#### What the task requires:
Transcribe the tail of the listing: start at the line containing "I'm trying to find the ancient" and stop after the last line, keeping every character as is and adding nothing.

────────

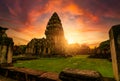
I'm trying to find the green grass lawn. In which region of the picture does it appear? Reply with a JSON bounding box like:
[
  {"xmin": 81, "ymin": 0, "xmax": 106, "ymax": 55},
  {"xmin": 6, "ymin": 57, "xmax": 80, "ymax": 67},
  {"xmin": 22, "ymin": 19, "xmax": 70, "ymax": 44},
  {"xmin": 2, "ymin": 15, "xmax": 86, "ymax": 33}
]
[{"xmin": 14, "ymin": 55, "xmax": 113, "ymax": 77}]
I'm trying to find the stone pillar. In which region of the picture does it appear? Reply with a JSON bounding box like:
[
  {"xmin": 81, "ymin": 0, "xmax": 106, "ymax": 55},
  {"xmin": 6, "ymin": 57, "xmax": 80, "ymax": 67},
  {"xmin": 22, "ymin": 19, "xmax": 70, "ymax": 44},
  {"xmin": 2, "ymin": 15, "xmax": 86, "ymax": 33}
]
[
  {"xmin": 109, "ymin": 25, "xmax": 120, "ymax": 81},
  {"xmin": 7, "ymin": 46, "xmax": 13, "ymax": 64},
  {"xmin": 1, "ymin": 45, "xmax": 7, "ymax": 64}
]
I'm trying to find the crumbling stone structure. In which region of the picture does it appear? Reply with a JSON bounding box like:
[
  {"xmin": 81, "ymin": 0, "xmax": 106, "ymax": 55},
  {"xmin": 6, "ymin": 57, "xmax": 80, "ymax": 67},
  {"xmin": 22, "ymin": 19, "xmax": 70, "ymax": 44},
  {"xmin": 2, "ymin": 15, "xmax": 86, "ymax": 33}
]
[
  {"xmin": 26, "ymin": 12, "xmax": 67, "ymax": 56},
  {"xmin": 0, "ymin": 27, "xmax": 14, "ymax": 65},
  {"xmin": 109, "ymin": 25, "xmax": 120, "ymax": 81}
]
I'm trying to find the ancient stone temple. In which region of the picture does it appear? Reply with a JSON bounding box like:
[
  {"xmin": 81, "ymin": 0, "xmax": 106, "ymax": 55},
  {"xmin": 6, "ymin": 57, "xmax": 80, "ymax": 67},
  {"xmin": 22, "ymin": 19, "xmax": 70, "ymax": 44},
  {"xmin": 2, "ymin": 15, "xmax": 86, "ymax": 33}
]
[
  {"xmin": 26, "ymin": 12, "xmax": 67, "ymax": 55},
  {"xmin": 0, "ymin": 27, "xmax": 14, "ymax": 65},
  {"xmin": 109, "ymin": 25, "xmax": 120, "ymax": 81}
]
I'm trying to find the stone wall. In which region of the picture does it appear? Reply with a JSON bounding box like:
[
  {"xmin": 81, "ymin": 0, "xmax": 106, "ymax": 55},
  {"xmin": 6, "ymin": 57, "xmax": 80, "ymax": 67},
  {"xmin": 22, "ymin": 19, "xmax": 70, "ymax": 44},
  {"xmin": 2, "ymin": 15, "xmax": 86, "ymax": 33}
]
[
  {"xmin": 0, "ymin": 67, "xmax": 105, "ymax": 81},
  {"xmin": 109, "ymin": 25, "xmax": 120, "ymax": 81},
  {"xmin": 0, "ymin": 27, "xmax": 14, "ymax": 65}
]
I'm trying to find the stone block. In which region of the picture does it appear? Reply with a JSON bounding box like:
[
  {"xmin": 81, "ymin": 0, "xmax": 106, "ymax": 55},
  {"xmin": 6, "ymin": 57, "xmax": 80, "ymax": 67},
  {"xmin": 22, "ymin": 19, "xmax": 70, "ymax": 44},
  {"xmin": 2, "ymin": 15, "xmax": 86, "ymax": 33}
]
[{"xmin": 59, "ymin": 69, "xmax": 103, "ymax": 81}]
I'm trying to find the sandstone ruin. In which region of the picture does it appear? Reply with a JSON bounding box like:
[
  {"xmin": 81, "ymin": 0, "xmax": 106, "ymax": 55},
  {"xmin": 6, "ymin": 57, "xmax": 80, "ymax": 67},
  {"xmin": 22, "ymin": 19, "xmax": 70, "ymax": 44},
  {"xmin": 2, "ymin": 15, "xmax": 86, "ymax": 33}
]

────────

#### Expected output:
I'm trying to find the ancient stone temple. In which region of the picture does it appear? Reply with a JSON bounding box like:
[
  {"xmin": 81, "ymin": 0, "xmax": 106, "ymax": 55},
  {"xmin": 6, "ymin": 57, "xmax": 80, "ymax": 67},
  {"xmin": 22, "ymin": 19, "xmax": 70, "ymax": 44},
  {"xmin": 2, "ymin": 15, "xmax": 86, "ymax": 33}
]
[
  {"xmin": 26, "ymin": 12, "xmax": 67, "ymax": 55},
  {"xmin": 0, "ymin": 27, "xmax": 14, "ymax": 65},
  {"xmin": 109, "ymin": 25, "xmax": 120, "ymax": 81}
]
I'm trying to find the stone wall. In which region of the picture does it appear? Reply with a JSON bounding box like:
[
  {"xmin": 81, "ymin": 0, "xmax": 106, "ymax": 55},
  {"xmin": 6, "ymin": 57, "xmax": 80, "ymax": 67},
  {"xmin": 22, "ymin": 19, "xmax": 70, "ymax": 44},
  {"xmin": 2, "ymin": 15, "xmax": 86, "ymax": 33}
]
[
  {"xmin": 0, "ymin": 67, "xmax": 105, "ymax": 81},
  {"xmin": 109, "ymin": 25, "xmax": 120, "ymax": 81},
  {"xmin": 0, "ymin": 27, "xmax": 14, "ymax": 65}
]
I'm trying to find the stone block. In which region of the picture does it appear? Reply with a JSON bounding box like:
[
  {"xmin": 81, "ymin": 0, "xmax": 106, "ymax": 55},
  {"xmin": 6, "ymin": 57, "xmax": 80, "ymax": 67},
  {"xmin": 22, "ymin": 19, "xmax": 70, "ymax": 44},
  {"xmin": 2, "ymin": 15, "xmax": 86, "ymax": 33}
]
[{"xmin": 59, "ymin": 69, "xmax": 103, "ymax": 81}]
I'm trying to find the sandstone ruin. In which region of the picture does it appear? Reply with a JSON bounding box like:
[
  {"xmin": 81, "ymin": 0, "xmax": 106, "ymax": 55},
  {"xmin": 6, "ymin": 57, "xmax": 80, "ymax": 67},
  {"xmin": 22, "ymin": 19, "xmax": 70, "ymax": 44},
  {"xmin": 2, "ymin": 15, "xmax": 86, "ymax": 33}
]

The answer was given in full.